++++ DATASET CONTENT
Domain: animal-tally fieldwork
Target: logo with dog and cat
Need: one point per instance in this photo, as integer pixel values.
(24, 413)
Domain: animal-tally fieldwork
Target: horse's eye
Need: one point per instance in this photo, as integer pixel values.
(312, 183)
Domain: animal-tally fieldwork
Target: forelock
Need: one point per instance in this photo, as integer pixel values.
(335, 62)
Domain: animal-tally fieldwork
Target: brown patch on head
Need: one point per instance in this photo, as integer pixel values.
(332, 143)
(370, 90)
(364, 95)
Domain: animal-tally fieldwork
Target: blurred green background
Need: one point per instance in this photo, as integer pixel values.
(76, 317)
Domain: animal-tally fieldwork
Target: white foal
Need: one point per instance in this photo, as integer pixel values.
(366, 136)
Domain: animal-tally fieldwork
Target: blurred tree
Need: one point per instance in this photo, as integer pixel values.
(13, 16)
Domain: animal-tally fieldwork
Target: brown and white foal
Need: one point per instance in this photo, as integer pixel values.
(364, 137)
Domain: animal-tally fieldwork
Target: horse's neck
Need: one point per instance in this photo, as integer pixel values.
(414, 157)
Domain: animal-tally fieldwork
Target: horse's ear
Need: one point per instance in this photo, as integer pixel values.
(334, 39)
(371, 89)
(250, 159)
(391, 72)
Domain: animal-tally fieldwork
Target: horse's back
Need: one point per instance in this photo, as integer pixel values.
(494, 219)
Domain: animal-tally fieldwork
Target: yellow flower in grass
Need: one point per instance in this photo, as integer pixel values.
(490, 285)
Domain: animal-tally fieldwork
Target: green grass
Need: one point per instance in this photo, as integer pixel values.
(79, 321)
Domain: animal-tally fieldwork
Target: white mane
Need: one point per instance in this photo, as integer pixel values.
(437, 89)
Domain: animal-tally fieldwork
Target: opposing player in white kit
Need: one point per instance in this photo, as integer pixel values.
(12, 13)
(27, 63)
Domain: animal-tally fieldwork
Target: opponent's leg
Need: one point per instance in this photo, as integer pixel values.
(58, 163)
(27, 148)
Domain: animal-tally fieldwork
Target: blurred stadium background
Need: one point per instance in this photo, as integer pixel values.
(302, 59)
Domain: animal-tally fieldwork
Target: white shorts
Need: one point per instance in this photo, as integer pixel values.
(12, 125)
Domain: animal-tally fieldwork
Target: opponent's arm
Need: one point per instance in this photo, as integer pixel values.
++++++++
- **SET PROBLEM**: Return each line of the data above that contains the word "blurred". Case matters.

- **TASK OUTPUT**:
Target: blurred green background
Target: blurred tree
Target: blurred stadium background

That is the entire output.